> [記述課題 A]
以下の記録のうち、"of the green"を含む行から記録の最後の行までを、両端の行も含めて番号付きリストに変換しなさい。空行は除くこと。

> [課題文]
━━━━
用語集

起業・スタートアップに関するキーワードをご紹介します。

エンジェル投資家

資金調達・キャッシュフロー 

創業直後のベンチャー企業に投資する個人投資家のことです。創業直後の企業は実績や信頼もなく資金調達が難しいのですが、そんな企業に投資をする天使のような存在であることから、エンジェル投資家と呼ばれています。 企業が生き残る確率は高くありませんが、大きく成長するベンチャー企業も存在します。エンジェル投資家は成長の可能性のあるベンチャー企業の株式を安い価格で取得し、将来の上場などで株価が高くなった際に売却して多くの利益を獲得します。 エンジェル投資家は引退した起業家・実業家が多く、次世代の起業家の育成や社会貢献などを目的に投資を行うことも一般的です。 エンジェル投資家を探すには、マッチングサイトを利用したり、ピッチイベントに参加したり、知り合いを通じて連絡を取ったり、SNSで直接連絡したりといった手段が考えられます。

MRR

経営・事業戦略 

MRR(Monthly Recurring Revenue)は、毎月継続的に得られる収益(売上)のことです。日本語では「月次経常収益」といいます。 クラウドサービスとして提供されるソフトウェアであるSaaSなどのサブスクリプションビジネスでは、事業の安定性や成長率を判断するために特に重要な指標のひとつです。MRRは「提供する月額料金プラン×顧客数」というシンプルな計算で求めることができます。顧客に条件を設定することで、より細かく分析することが可能です。 条件によってMRRは「New MRR」「Downgrade MRR」「Expansion MRR」「Churn MRR」の4つに分けられます。 MRRは月単位の指標ですが、年単位の指標であるARR(Annual Recurring Revenue)もあります。こちらは年間契約が多いBtoBビジネスなどで利用されています。
━━━━
(位置特定の記録)
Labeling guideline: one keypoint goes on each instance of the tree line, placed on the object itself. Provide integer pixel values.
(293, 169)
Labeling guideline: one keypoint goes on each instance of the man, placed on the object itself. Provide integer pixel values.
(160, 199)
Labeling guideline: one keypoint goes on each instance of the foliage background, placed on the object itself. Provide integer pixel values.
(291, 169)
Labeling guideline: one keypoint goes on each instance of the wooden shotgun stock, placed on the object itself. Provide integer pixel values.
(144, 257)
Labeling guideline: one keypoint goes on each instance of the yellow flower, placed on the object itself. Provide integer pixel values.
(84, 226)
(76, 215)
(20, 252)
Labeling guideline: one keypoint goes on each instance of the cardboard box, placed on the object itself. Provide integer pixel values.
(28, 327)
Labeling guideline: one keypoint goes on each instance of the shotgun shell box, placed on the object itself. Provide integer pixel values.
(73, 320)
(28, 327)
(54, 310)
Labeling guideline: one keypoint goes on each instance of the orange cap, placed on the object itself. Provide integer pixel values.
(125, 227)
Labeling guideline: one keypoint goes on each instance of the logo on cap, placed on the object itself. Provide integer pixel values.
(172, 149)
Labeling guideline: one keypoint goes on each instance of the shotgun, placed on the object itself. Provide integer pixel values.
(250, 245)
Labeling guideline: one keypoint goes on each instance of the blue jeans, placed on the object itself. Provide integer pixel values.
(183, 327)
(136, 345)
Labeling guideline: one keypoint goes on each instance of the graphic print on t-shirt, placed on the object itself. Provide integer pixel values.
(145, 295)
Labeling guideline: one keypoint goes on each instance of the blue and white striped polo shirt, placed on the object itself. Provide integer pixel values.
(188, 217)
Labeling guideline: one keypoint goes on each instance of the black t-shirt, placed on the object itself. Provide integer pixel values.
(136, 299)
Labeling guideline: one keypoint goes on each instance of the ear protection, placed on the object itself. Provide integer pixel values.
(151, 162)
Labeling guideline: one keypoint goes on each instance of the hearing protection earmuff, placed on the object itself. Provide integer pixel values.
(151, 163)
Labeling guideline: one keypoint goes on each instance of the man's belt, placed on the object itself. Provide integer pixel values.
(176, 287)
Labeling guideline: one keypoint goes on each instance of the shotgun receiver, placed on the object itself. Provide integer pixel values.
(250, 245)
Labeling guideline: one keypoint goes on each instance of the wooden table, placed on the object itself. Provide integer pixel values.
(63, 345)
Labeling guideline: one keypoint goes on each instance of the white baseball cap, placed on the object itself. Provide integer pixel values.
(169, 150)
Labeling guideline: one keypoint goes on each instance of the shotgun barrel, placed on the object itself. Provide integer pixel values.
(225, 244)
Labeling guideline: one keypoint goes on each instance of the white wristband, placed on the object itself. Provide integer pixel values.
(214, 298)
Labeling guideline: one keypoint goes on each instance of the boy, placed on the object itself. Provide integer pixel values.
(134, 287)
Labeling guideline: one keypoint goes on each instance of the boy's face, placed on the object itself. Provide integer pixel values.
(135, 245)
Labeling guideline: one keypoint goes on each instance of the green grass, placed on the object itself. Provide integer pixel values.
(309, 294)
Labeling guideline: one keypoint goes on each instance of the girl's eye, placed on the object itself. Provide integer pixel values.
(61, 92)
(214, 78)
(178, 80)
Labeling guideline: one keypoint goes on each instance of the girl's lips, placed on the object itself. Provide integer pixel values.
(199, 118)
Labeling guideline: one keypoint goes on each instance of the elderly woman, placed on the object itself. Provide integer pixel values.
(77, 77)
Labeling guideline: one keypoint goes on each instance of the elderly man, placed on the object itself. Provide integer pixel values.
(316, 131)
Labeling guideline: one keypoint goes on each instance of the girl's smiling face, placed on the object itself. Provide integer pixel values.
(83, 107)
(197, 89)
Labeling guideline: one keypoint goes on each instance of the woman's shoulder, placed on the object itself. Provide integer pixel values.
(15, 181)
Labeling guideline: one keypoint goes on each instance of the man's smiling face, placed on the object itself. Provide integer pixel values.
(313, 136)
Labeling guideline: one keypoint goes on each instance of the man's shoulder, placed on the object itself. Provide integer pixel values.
━━━━
> [記述課題 B]
課題文によると、MRRは日本語で何と呼ばれるか。

> [記述解答 A]
1. Labeling guideline: one keypoint goes on each instance of the green grass, placed on the object itself. Provide integer pixel values.
2. (309, 294)
3. Labeling guideline: one keypoint goes on each instance of the girl's eye, placed on the object itself. Provide integer pixel values.
4. (61, 92)
5. (214, 78)
6. (178, 80)
7. Labeling guideline: one keypoint goes on each instance of the girl's lips, placed on the object itself. Provide integer pixel values.
8. (199, 118)
9. Labeling guideline: one keypoint goes on each instance of the elderly woman, placed on the object itself. Provide integer pixel values.
10. (77, 77)
11. Labeling guideline: one keypoint goes on each instance of the elderly man, placed on the object itself. Provide integer pixel values.
12. (316, 131)
13. Labeling guideline: one keypoint goes on each instance of the girl's smiling face, placed on the object itself. Provide integer pixel values.
14. (83, 107)
15. (197, 89)
16. Labeling guideline: one keypoint goes on each instance of the woman's shoulder, placed on the object itself. Provide integer pixel values.
17. (15, 181)
18. Labeling guideline: one keypoint goes on each instance of the man's smiling face, placed on the object itself. Provide integer pixel values.
19. (313, 136)
20. Labeling guideline: one keypoint goes on each instance of the man's shoulder, placed on the object itself. Provide integer pixel values.

> [記述解答 B]
「月次経常収益」と呼ばれる。